## Written task:
Put the records from the line containing "the uniform sleeve" (that line included) through the end into a JSON list of strings, one string per line, leaving out blank lines.

## Extracted data:
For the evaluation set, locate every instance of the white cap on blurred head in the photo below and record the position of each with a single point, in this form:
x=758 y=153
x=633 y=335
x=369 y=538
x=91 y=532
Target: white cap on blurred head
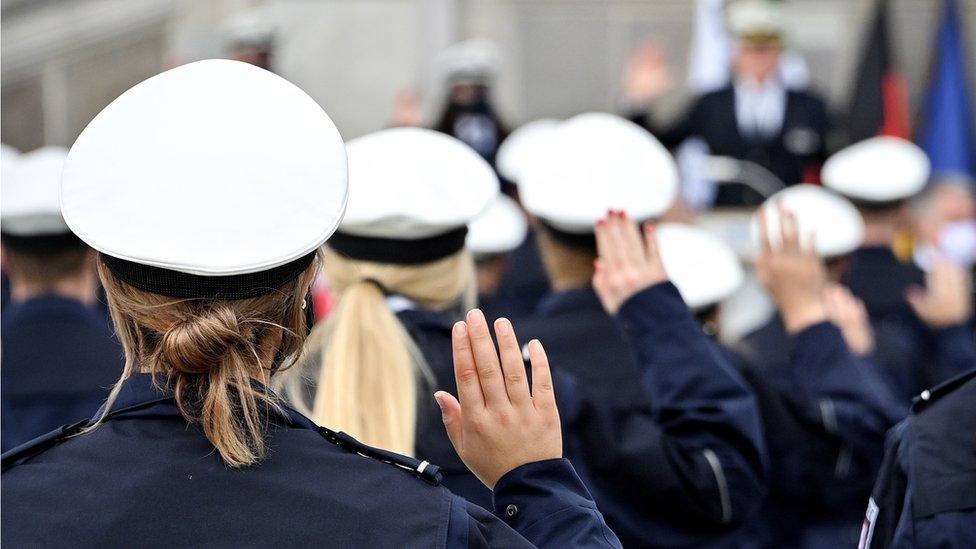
x=473 y=61
x=31 y=185
x=878 y=170
x=702 y=266
x=755 y=19
x=521 y=145
x=500 y=229
x=595 y=162
x=215 y=169
x=412 y=185
x=834 y=223
x=250 y=28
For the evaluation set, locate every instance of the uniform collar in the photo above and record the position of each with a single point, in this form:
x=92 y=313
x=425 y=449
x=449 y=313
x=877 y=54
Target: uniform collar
x=570 y=300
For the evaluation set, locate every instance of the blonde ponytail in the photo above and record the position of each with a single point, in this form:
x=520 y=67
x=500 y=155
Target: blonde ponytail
x=369 y=370
x=210 y=352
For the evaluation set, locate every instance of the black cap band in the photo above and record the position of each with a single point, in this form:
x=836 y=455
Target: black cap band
x=45 y=244
x=171 y=283
x=399 y=251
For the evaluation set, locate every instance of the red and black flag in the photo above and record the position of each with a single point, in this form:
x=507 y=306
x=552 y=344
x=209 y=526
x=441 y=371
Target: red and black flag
x=880 y=102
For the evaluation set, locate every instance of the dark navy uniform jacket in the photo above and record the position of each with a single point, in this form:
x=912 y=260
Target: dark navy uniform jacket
x=670 y=432
x=431 y=331
x=799 y=145
x=912 y=357
x=926 y=493
x=825 y=413
x=147 y=478
x=60 y=358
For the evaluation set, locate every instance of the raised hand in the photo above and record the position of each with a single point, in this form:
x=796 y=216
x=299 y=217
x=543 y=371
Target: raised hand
x=501 y=422
x=627 y=261
x=848 y=313
x=648 y=75
x=792 y=272
x=946 y=299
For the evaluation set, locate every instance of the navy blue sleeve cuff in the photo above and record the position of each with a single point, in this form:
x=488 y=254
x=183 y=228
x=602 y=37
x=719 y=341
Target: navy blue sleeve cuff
x=538 y=490
x=655 y=308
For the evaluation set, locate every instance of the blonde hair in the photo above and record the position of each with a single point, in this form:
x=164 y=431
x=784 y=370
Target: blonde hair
x=209 y=351
x=369 y=370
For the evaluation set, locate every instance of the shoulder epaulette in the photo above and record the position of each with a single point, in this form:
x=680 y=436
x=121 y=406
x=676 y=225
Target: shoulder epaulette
x=426 y=471
x=929 y=395
x=33 y=447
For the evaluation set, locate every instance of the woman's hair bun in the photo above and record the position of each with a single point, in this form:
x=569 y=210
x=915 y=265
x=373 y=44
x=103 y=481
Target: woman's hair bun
x=200 y=342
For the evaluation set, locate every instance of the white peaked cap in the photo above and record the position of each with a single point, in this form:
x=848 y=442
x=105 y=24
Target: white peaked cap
x=212 y=168
x=414 y=183
x=501 y=228
x=834 y=223
x=31 y=184
x=593 y=163
x=474 y=59
x=252 y=27
x=703 y=267
x=879 y=169
x=521 y=145
x=755 y=17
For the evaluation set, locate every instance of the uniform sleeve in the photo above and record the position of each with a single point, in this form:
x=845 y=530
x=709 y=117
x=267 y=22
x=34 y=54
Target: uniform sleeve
x=844 y=394
x=671 y=136
x=888 y=517
x=542 y=504
x=698 y=443
x=955 y=347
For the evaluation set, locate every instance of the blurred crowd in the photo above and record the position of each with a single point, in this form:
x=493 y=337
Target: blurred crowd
x=758 y=315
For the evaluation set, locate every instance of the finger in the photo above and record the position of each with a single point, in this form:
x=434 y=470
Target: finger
x=452 y=418
x=789 y=241
x=618 y=241
x=543 y=396
x=603 y=250
x=917 y=298
x=765 y=244
x=633 y=240
x=486 y=360
x=650 y=246
x=513 y=365
x=465 y=372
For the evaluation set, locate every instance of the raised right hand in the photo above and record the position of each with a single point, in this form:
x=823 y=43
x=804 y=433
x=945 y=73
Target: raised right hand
x=647 y=76
x=501 y=422
x=627 y=262
x=792 y=272
x=946 y=299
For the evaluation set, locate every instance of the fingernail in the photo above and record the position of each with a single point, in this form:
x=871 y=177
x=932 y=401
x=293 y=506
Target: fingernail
x=476 y=317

## Solution to this exercise:
[
  "For the evaluation set, locate every instance of the uniform sleeve in the photo above and record the position of each with a single point, in this form:",
  "x=845 y=530",
  "x=709 y=117",
  "x=267 y=22",
  "x=34 y=54",
  "Target: uniform sleeve",
  "x=844 y=394",
  "x=671 y=136",
  "x=888 y=517",
  "x=542 y=504",
  "x=698 y=443",
  "x=955 y=347",
  "For the evaluation set, locate every instance of the blurred crowd in the photo above and record the position of each with a single point, in this form:",
  "x=493 y=337",
  "Target: blurred crowd",
  "x=758 y=315",
  "For the evaluation set, locate every instance of the finger in the photo above and record the position of each with a single point, in this form:",
  "x=434 y=470",
  "Target: finger",
  "x=452 y=418",
  "x=789 y=241",
  "x=618 y=241",
  "x=543 y=396",
  "x=603 y=250",
  "x=917 y=298",
  "x=765 y=244",
  "x=633 y=240",
  "x=486 y=360",
  "x=650 y=246",
  "x=513 y=365",
  "x=465 y=372",
  "For the evaluation set, locate every instance of the raised right hand in the photo above and record the position of each with a single point, in this form:",
  "x=823 y=43",
  "x=804 y=433",
  "x=945 y=73",
  "Target: raised right hand",
  "x=647 y=76",
  "x=501 y=422",
  "x=627 y=262",
  "x=792 y=272",
  "x=946 y=299",
  "For the evaluation set, locate every instance of the fingernail in the photo above and record the position of each with a single point, in this form:",
  "x=871 y=177",
  "x=932 y=401",
  "x=293 y=506",
  "Target: fingernail",
  "x=476 y=317"
]